=== TRECHO DO DOCUMENTO ===

A perda da transparência e a dispensa de prestar contas à sociedade passam do SNI para a política de informática

Esperava-se que o microcomputador, como fenômeno novo, exigisse mudança e renegociação da política que havia sido gestada na comunidade de profissionais de informática e posta em prática pela C A P R E . Mas, ao contrário da reserva de mercado para minicomputadores, que foi precedida de vários anos de discussões p ú b l i c a s em uma comunidade, a reserva de mercado para microcomputadores foi adotada sem discussão. Como integrantes do órgão de repressão de um regime ditatorial, os coronéis instalados na SEI não se julgavam responsáveis por apresentar a visão do olho do Estado com maior clareza, precisão e transparência possíveis para os cidadãos em geral e para os profissionais de informática em particular, nem tampouco julgavam-se obrigados a prestar contas e justificar, também com o máximo de transparência, o que fazia a mão do Estado, isto é, suas próprias ações, táticas e estratégias. O fenômeno microcomputador não existia e não havia sido considerado anos antes, quando os procedimentos para a operação da reserva de mercado de minicomputadores foram concebidos e discutidos na comunidade e postos em prática pela CAPRE, ao longo da década de 1970. Os coronéis do SNI, recém-instalados em seus novos altos cargos públicos na SEI, formalmente extinguiram e criaram órgãos e cargos, mas explicitamente não criaram uma política nova nem reformularam aquela recebida da CAPRE.

É justamente a ausência de transparência, a falta de obrigatoriedade de prestar contas e a inexistência de uma configuração descentralizada de cobrança que transformam o instrumentalismo democrático em centralismo autoritário-tecnocrático irreconciliável com a tradição democrática liberal. Desmobilizada a comunidade que configurava a cobrança descentralizada, e sendo ausente de seu ethos a obrigação da transparência e da prestação de contas à sociedade, os coronéis do SNI, em movimento típico de centralismo autoritário-tecnocrático, sem c o n s u l t a e sem explicação, estenderam para o mercado de microcomputadores os mesmos procedimentos que vinham sendo adotados com sucesso para incentivar a concepção, o projeto e a fabricação de minicomputadores no Brasil.

=== TAREFA PROPOSTA 1 ===
Copie sem nenhuma mudança o trecho dos registros que vai da linha com "Rules: pick out every instance of the gold" até a linha com "point(161, 121)", incluindo as duas.
O texto e os registros não têm nenhuma relação entre si.

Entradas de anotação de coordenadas
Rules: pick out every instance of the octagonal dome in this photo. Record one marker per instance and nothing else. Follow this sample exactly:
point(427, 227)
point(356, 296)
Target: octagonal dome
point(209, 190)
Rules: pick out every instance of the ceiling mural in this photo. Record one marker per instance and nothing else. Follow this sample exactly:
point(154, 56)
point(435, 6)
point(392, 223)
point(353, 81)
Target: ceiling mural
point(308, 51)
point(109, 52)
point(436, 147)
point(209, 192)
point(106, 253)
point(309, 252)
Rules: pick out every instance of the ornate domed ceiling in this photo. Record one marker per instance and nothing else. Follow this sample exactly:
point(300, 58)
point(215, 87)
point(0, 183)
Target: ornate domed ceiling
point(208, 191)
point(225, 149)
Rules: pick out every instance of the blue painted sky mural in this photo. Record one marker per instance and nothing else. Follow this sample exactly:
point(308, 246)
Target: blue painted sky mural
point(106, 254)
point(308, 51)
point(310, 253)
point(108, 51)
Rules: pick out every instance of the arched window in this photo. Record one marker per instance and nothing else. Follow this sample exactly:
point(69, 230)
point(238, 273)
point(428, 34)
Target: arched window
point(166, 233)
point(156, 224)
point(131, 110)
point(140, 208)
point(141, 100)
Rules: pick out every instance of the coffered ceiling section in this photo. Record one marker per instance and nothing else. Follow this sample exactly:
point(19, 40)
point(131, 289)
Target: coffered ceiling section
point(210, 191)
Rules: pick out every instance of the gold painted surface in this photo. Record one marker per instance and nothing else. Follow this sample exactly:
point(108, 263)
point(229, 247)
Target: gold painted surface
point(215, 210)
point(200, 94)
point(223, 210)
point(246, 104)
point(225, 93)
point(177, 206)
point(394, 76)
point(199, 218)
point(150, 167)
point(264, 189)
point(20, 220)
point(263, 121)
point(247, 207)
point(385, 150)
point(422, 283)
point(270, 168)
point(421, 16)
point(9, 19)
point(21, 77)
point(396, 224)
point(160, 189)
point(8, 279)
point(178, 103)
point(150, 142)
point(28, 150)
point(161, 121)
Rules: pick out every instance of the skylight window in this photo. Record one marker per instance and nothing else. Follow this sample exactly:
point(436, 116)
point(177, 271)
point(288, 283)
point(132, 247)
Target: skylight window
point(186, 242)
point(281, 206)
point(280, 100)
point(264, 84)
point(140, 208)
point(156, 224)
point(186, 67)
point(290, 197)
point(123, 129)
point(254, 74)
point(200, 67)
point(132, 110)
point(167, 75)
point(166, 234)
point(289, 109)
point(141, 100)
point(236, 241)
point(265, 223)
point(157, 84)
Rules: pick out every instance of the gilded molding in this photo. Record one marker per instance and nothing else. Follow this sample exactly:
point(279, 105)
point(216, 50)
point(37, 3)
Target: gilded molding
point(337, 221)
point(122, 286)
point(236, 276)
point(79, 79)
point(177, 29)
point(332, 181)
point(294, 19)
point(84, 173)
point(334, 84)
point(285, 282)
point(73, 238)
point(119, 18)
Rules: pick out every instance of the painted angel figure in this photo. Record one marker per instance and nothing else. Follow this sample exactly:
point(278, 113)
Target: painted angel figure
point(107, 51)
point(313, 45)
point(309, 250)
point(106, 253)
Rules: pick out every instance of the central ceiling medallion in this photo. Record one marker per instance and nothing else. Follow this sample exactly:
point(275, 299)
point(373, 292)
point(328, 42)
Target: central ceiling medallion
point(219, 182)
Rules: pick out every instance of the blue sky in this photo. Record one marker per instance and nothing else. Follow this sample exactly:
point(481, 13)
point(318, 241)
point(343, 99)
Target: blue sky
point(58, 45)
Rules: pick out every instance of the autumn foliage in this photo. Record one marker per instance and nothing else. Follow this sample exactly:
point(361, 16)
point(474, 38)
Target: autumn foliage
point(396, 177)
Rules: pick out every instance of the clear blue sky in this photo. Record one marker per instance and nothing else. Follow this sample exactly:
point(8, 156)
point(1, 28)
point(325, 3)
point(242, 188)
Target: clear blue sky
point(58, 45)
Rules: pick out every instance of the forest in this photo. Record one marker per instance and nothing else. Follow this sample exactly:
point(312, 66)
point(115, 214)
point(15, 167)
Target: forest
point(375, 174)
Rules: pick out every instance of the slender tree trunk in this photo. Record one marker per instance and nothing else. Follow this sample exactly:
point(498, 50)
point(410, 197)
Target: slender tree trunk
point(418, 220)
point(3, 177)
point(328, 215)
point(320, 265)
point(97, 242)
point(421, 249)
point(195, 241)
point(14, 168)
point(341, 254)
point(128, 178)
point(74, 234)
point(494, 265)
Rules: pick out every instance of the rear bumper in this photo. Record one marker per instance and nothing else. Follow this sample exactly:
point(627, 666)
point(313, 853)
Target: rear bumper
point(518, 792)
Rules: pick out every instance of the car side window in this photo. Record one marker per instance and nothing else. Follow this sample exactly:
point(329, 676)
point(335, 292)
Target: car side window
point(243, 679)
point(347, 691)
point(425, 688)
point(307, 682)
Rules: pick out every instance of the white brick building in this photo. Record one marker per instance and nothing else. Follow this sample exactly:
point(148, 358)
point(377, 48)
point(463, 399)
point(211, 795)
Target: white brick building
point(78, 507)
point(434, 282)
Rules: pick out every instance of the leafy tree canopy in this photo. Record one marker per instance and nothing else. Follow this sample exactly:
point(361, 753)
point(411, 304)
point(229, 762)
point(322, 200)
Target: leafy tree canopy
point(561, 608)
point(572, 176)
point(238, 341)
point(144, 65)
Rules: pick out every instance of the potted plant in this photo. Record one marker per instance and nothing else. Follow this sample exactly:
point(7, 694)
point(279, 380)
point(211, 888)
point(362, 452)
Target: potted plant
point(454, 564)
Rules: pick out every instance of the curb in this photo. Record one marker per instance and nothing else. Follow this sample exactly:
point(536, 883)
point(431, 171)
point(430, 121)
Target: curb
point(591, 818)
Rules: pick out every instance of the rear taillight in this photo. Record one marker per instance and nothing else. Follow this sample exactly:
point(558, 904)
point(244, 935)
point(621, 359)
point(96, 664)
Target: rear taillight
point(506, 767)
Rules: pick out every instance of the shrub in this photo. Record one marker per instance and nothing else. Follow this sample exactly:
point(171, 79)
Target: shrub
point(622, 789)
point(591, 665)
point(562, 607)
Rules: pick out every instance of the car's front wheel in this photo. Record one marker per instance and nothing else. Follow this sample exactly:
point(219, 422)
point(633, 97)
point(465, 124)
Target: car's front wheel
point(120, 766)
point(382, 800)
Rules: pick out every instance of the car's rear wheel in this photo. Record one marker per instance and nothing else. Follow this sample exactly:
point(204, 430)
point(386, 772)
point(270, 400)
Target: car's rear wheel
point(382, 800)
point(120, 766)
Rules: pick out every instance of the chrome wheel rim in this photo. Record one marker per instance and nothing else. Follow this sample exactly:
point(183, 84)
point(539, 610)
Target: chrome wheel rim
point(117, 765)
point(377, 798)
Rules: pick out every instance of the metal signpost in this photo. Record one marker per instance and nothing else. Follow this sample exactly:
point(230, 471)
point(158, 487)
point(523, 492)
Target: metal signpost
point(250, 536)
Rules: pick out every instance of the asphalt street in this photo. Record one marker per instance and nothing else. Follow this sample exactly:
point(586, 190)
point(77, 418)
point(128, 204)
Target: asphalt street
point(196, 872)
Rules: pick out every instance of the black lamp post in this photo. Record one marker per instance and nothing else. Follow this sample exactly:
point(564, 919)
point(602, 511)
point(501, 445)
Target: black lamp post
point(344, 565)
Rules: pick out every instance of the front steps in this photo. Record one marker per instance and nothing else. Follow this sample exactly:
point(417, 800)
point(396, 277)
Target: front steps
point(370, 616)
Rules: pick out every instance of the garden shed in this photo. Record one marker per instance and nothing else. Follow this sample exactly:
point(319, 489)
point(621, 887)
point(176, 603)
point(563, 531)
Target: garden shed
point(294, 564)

=== TAREFA PROPOSTA 2 ===
Dê sequência ao texto sobre a política de informática no Brasil, começando logo depois da última frase mostrada.

=== RESPOSTA DO EXERCÍCIO 1 ===
Rules: pick out every instance of the gold painted surface in this photo. Record one marker per instance and nothing else. Follow this sample exactly:
point(108, 263)
point(229, 247)
Target: gold painted surface
point(215, 210)
point(200, 94)
point(223, 210)
point(246, 104)
point(225, 93)
point(177, 206)
point(394, 76)
point(199, 218)
point(150, 167)
point(264, 189)
point(20, 220)
point(263, 121)
point(247, 207)
point(385, 150)
point(422, 283)
point(270, 168)
point(421, 16)
point(9, 19)
point(21, 77)
point(396, 224)
point(160, 189)
point(8, 279)
point(178, 103)
point(150, 142)
point(28, 150)
point(161, 121)

=== RESPOSTA DO EXERCÍCIO 2 ===
Conclusão

Nos anos 1980 os microcomputadores chegaram ao Brasil formando um segmento de mercado, antes inexistente, que começou a crescer a taxas muito altas abaixo da área reservada (eram sistemas completos menores do que os minicomputadores). Os sinais da grande mudança apareceram com a proliferação dos micros de oito bits utilizando o sistema operacional CP/M. Após o lançamento do (IBM/)PC podia-se perceber que a área reservada (mini) logo ficaria, como efetivamente ficou, comprimida entre o grande mercado anterior (grande porte, midi e pequeno) e o mercado de crescimento explosivo que surgira (micro). Ou seja, o aparecimento do microcomputador mudou uma estrutura de mercado até então estavelmente configurada.

No início da década de 1980 empresas e tecnologias brasileiras haviam ocupado o mercado de minis, sendo que as primeiras vinham cumprindo os compromissos, assumidos em 1977, de investir na formação de equipes técnicas. Nesses anos, Cobra, Edisa, Labo, Sid e Sisco apresentaram ao mercado e, com sucesso, venderam melhoramentos e upgrades dos modelos licenciados e novos modelos já inteiramente desenvolvidos pelas equipes brasileiras. Em cinco anos tornaram-se efetivamente independentes das suas fontes originais de tecnologia. Mas o mercado de microcomputadores, como mostra a Tabela III, logo interferiu fortemente no mercado de minis (e depois também nos de portes maiores), apresentando outra estrutura de produção e comercialização. Os microcomputadores requeriam organizações industriais e comerciais diferentes das dos minicomputadores, mais apropriadas a uma tecnologia muito mais padronizada que fazia com que diferenciais de custo e de preço, por exemplo, adquirissem uma importância muito maior, o que, por sua vez, requeria a revisão de uma série de decisões relativas à política da reserva de mercado como, por exemplo, que partes desenvolver e fabricar no Brasil e que partes importar. O primeiro problema estratégico enfrentado pela SEI foi decidir que reformulação deveria ser dada à política de reserva de mercado face às mudanças estruturais trazidas pelo emergente mercado de microcomputadores no começo dos anos 1980.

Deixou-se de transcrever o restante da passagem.